From the listing below, extract the lines starting at the one that contains "Target: patterned throw pillow" and ending with the final line of the listing, keeping each one unchanged.

==*==

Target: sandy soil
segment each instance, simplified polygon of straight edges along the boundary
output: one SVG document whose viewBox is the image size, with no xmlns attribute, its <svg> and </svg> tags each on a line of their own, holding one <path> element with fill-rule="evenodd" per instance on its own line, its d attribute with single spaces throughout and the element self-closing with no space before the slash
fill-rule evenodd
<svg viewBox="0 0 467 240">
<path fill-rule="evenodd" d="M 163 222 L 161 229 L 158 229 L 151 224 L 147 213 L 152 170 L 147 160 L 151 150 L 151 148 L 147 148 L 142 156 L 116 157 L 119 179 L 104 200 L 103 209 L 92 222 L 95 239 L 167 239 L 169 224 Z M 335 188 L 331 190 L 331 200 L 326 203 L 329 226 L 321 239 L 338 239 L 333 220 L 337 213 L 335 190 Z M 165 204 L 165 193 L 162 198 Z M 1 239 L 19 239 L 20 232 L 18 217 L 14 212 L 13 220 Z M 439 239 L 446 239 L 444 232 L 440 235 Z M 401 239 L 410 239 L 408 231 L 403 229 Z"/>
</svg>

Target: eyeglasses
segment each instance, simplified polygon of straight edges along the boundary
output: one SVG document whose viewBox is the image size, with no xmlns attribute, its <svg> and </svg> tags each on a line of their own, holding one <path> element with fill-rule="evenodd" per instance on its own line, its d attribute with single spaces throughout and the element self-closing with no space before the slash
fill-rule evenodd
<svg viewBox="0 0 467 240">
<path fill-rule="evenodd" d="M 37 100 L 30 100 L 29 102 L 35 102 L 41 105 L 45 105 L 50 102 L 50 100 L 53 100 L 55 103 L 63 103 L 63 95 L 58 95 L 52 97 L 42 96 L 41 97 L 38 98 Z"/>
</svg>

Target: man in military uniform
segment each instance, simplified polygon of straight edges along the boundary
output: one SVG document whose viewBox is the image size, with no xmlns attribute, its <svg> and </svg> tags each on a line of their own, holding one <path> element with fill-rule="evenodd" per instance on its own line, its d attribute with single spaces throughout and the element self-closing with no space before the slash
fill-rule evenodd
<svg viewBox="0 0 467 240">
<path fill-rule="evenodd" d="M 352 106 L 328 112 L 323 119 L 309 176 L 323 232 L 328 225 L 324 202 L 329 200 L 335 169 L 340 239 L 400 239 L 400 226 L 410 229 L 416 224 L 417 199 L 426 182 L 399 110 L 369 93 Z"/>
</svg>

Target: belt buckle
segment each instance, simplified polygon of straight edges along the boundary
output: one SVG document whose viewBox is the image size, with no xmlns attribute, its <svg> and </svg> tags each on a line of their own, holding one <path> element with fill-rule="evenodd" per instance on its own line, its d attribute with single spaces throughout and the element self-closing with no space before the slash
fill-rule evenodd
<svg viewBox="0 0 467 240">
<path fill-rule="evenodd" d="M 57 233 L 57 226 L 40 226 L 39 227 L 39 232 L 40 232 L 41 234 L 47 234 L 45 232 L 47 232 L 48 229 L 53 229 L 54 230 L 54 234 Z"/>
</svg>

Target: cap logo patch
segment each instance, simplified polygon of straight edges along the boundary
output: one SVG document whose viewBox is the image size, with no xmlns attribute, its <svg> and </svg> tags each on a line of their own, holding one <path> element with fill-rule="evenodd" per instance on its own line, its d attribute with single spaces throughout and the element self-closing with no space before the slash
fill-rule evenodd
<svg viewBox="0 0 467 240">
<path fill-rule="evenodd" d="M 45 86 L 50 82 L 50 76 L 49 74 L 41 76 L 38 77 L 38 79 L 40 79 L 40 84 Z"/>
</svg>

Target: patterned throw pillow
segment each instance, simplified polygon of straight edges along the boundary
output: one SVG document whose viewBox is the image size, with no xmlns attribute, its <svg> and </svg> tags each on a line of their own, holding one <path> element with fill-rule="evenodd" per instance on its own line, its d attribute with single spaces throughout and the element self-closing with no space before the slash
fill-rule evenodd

==*==

EXERCISE SOLUTION
Target: patterned throw pillow
segment each instance, simplified polygon of straight edges along the boundary
output: one SVG document whose viewBox is the image size, with no xmlns attribute, its <svg> and </svg> tags each on a line of their own, holding one <path> element with fill-rule="evenodd" per instance on its own line, its d attribute with single spaces throughout and the element self-closing with no space before the slash
fill-rule evenodd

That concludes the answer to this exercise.